• _Your instructions_
Rewrite the section of the pistachio recall post starting with "The interesting part" and going on through "recalled its products.", changing "Kraft Foods" to "Kraft" wherever it occurs.

• _Provided text_
════════════════════

The FDA, says the Inspector General, needs statutory authority to require producers to know their supply chains and everybody involved needs some education about how to do this.  No wonder we are still getting daily recalls of products containing peanut better.  Statutory authority means Congress.  I wish Congress would get busy on this!

Apr 2 2009

Pistachio recalls: what they mean

The interesting part about this latest recall – now 2 million pounds and involving 74 products so far – is how the Salmonella contamination was discovered.  According to a lengthy account in USA Today, a small nut company in Illinois, Georgia’s Nut, routinely tests for Salmonella and found the bacteria in nuts purchased from Setton Pistachio of California.  Georgia’s Nut recalled products distributed in the Chicago area.  This company also produces a trail mix for Kraft Foods.  It notified Kraft Foods, which also promptly recalled its products.

I’m guessing that Georgia Nut must follow a HACCP (Hazard Analysis and Critical Control Point) plan.  HACCP is a science-based food safety procedure that requires analyzing where contamination might occur in production processes (hazard analysis), taking steps to prevent contamination at those critical control points, and using pathogen testing to make sure the steps were followed and the plan is working.

════════════════════

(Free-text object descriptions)
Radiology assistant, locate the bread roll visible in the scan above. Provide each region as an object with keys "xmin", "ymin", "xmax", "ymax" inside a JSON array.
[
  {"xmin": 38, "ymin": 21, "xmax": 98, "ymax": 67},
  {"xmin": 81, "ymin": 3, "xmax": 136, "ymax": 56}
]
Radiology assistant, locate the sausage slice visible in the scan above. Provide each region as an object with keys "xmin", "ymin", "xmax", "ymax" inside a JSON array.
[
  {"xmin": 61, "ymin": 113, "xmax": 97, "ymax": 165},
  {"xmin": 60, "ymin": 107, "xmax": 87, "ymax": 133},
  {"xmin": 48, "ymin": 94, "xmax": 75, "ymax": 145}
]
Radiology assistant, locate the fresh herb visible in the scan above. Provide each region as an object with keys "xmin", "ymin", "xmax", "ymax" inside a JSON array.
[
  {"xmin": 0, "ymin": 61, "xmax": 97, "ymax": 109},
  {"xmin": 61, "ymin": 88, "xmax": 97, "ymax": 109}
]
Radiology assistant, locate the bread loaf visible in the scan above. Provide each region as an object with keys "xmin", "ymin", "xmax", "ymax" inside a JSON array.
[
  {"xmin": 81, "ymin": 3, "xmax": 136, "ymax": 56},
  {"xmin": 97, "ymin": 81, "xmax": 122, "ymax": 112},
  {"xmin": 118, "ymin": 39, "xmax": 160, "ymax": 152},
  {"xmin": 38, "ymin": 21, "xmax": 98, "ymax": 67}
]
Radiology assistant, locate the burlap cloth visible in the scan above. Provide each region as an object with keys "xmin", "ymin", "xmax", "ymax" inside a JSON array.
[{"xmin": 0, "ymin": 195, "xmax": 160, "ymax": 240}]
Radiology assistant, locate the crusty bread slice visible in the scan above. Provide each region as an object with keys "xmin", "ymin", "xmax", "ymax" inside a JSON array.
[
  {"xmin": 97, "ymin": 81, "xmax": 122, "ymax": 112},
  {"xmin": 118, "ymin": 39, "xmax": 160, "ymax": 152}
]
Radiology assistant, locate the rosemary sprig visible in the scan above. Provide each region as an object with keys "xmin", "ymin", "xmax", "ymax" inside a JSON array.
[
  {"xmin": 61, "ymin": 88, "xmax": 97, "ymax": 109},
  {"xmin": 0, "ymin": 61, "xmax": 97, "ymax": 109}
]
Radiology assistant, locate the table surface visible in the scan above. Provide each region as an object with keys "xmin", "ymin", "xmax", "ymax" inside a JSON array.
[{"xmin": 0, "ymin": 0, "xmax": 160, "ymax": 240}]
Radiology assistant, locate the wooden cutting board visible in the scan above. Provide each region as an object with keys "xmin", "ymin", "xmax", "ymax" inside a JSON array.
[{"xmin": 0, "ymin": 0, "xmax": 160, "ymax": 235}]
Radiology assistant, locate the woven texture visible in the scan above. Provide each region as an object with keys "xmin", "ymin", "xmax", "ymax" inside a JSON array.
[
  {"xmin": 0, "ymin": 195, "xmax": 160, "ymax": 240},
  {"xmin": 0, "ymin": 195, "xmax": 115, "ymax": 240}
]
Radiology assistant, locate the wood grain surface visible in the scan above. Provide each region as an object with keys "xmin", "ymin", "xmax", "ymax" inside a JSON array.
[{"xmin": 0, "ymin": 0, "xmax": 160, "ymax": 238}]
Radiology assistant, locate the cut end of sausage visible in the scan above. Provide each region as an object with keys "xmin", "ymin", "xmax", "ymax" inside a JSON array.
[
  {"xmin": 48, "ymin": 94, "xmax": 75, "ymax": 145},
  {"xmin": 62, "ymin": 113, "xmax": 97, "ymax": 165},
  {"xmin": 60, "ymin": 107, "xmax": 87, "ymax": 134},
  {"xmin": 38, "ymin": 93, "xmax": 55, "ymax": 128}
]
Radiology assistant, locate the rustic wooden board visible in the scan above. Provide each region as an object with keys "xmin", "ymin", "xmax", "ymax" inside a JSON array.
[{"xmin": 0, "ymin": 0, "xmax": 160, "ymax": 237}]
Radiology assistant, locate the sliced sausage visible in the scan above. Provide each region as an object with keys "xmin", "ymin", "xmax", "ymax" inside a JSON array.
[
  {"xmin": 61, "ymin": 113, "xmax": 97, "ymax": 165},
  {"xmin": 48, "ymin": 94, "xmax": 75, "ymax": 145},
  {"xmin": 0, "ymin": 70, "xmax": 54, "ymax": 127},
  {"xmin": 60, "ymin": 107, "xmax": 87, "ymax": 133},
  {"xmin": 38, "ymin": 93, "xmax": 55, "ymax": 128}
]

════════════════════

• _Result of this task_
The interesting part about this latest recall – now 2 million pounds and involving 74 products so far – is how the Salmonella contamination was discovered.  According to a lengthy account in USA Today, a small nut company in Illinois, Georgia’s Nut, routinely tests for Salmonella and found the bacteria in nuts purchased from Setton Pistachio of California.  Georgia’s Nut recalled products distributed in the Chicago area.  This company also produces a trail mix for Kraft.  It notified Kraft, which also promptly recalled its products.